Instructions for the task: Write the data out verbatim.

:: Supplied records

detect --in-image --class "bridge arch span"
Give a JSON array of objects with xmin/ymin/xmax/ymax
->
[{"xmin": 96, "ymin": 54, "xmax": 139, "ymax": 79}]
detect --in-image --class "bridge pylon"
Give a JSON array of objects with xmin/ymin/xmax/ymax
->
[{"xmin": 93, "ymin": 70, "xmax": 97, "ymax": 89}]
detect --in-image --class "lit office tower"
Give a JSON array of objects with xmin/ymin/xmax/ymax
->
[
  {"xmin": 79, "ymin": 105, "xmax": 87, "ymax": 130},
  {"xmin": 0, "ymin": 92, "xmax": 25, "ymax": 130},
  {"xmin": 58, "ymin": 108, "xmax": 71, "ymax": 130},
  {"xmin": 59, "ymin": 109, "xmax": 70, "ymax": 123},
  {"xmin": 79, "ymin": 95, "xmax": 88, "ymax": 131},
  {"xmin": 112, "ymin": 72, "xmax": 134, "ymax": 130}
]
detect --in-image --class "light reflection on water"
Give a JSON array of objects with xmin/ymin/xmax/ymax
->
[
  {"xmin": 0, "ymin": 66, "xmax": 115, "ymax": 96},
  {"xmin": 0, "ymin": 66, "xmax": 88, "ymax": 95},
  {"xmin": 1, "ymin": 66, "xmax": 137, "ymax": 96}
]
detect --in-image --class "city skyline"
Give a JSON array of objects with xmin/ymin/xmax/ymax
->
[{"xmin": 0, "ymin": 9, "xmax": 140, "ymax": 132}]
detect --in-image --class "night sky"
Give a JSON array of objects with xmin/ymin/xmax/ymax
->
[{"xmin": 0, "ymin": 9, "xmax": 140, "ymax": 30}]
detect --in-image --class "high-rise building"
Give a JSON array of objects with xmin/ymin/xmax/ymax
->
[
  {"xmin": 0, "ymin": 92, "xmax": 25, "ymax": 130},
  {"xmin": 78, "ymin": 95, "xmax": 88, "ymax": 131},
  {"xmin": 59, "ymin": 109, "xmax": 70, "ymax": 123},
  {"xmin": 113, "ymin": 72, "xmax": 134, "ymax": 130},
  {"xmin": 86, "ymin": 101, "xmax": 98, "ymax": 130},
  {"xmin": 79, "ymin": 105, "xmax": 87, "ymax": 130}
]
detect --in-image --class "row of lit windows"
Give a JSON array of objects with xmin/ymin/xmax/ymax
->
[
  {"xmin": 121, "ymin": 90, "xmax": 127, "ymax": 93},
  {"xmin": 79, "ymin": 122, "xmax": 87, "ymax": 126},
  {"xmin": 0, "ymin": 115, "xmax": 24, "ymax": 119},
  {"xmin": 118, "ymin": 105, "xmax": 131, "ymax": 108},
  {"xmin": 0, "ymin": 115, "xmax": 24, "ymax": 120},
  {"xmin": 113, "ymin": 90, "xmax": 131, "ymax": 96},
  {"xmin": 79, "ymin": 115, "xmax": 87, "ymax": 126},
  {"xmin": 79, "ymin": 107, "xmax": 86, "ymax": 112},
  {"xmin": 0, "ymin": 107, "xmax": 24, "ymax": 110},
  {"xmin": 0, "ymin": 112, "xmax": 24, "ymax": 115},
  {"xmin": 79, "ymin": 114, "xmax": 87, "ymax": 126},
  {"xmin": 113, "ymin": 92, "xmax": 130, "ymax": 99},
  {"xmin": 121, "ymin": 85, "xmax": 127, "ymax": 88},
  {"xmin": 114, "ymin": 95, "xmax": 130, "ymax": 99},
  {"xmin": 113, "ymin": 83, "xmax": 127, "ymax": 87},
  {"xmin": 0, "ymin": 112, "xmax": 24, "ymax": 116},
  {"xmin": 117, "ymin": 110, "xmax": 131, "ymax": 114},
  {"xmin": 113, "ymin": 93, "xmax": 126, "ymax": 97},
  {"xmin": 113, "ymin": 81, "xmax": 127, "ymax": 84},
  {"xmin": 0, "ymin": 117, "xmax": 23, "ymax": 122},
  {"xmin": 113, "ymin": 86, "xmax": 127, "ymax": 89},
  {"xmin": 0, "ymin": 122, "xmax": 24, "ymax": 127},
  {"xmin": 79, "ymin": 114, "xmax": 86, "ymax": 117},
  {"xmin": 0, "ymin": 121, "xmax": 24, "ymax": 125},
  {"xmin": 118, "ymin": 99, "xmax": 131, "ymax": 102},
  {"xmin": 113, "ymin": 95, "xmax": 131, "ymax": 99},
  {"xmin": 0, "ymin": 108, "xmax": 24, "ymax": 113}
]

::::

Task solution:
detect --in-image --class "bridge arch span"
Give a JSON array of objects with xmin/ymin/xmax/ymax
->
[{"xmin": 96, "ymin": 54, "xmax": 139, "ymax": 79}]
detect --in-image --class "bridge pylon"
Give a JSON array of objects with xmin/ymin/xmax/ymax
->
[{"xmin": 93, "ymin": 70, "xmax": 97, "ymax": 89}]
detect --in-image --class "lit office tower"
Give a JSON array of objects with xmin/ymin/xmax/ymax
->
[
  {"xmin": 79, "ymin": 105, "xmax": 87, "ymax": 130},
  {"xmin": 0, "ymin": 92, "xmax": 25, "ymax": 130},
  {"xmin": 58, "ymin": 108, "xmax": 71, "ymax": 130},
  {"xmin": 59, "ymin": 109, "xmax": 70, "ymax": 123},
  {"xmin": 79, "ymin": 95, "xmax": 88, "ymax": 131},
  {"xmin": 112, "ymin": 72, "xmax": 134, "ymax": 130}
]
detect --in-image --class "light reflection on water"
Give a JSON array of objects with xmin/ymin/xmax/ymax
->
[
  {"xmin": 0, "ymin": 66, "xmax": 115, "ymax": 96},
  {"xmin": 0, "ymin": 66, "xmax": 88, "ymax": 95},
  {"xmin": 1, "ymin": 66, "xmax": 137, "ymax": 96}
]
detect --in-image --class "city skyline"
Give a JSON array of objects with xmin/ymin/xmax/ymax
->
[{"xmin": 0, "ymin": 9, "xmax": 140, "ymax": 132}]
detect --in-image --class "night sky"
Give a JSON array of objects with xmin/ymin/xmax/ymax
->
[{"xmin": 0, "ymin": 9, "xmax": 140, "ymax": 30}]
detect --in-image --class "high-rise building"
Give a JSON array of objects with xmin/ymin/xmax/ymax
->
[
  {"xmin": 0, "ymin": 92, "xmax": 25, "ymax": 130},
  {"xmin": 78, "ymin": 95, "xmax": 88, "ymax": 131},
  {"xmin": 59, "ymin": 109, "xmax": 70, "ymax": 123},
  {"xmin": 113, "ymin": 72, "xmax": 134, "ymax": 130},
  {"xmin": 86, "ymin": 101, "xmax": 98, "ymax": 130},
  {"xmin": 79, "ymin": 105, "xmax": 87, "ymax": 130}
]
detect --in-image --class "row of lit windows"
Give a JSON array of objects with xmin/ymin/xmax/ymax
->
[
  {"xmin": 121, "ymin": 90, "xmax": 127, "ymax": 93},
  {"xmin": 79, "ymin": 122, "xmax": 87, "ymax": 126},
  {"xmin": 0, "ymin": 115, "xmax": 24, "ymax": 119},
  {"xmin": 118, "ymin": 105, "xmax": 131, "ymax": 108},
  {"xmin": 0, "ymin": 115, "xmax": 24, "ymax": 120},
  {"xmin": 113, "ymin": 90, "xmax": 131, "ymax": 96},
  {"xmin": 79, "ymin": 115, "xmax": 87, "ymax": 126},
  {"xmin": 79, "ymin": 107, "xmax": 86, "ymax": 112},
  {"xmin": 0, "ymin": 107, "xmax": 24, "ymax": 110},
  {"xmin": 0, "ymin": 112, "xmax": 24, "ymax": 115},
  {"xmin": 79, "ymin": 114, "xmax": 87, "ymax": 126},
  {"xmin": 113, "ymin": 92, "xmax": 130, "ymax": 99},
  {"xmin": 121, "ymin": 85, "xmax": 127, "ymax": 88},
  {"xmin": 114, "ymin": 95, "xmax": 130, "ymax": 99},
  {"xmin": 113, "ymin": 83, "xmax": 127, "ymax": 87},
  {"xmin": 0, "ymin": 112, "xmax": 24, "ymax": 116},
  {"xmin": 117, "ymin": 110, "xmax": 131, "ymax": 114},
  {"xmin": 113, "ymin": 93, "xmax": 126, "ymax": 97},
  {"xmin": 113, "ymin": 81, "xmax": 127, "ymax": 84},
  {"xmin": 0, "ymin": 117, "xmax": 23, "ymax": 122},
  {"xmin": 113, "ymin": 86, "xmax": 127, "ymax": 89},
  {"xmin": 0, "ymin": 122, "xmax": 24, "ymax": 127},
  {"xmin": 79, "ymin": 114, "xmax": 86, "ymax": 117},
  {"xmin": 0, "ymin": 121, "xmax": 24, "ymax": 125},
  {"xmin": 118, "ymin": 99, "xmax": 131, "ymax": 102},
  {"xmin": 113, "ymin": 95, "xmax": 131, "ymax": 99},
  {"xmin": 0, "ymin": 108, "xmax": 24, "ymax": 113}
]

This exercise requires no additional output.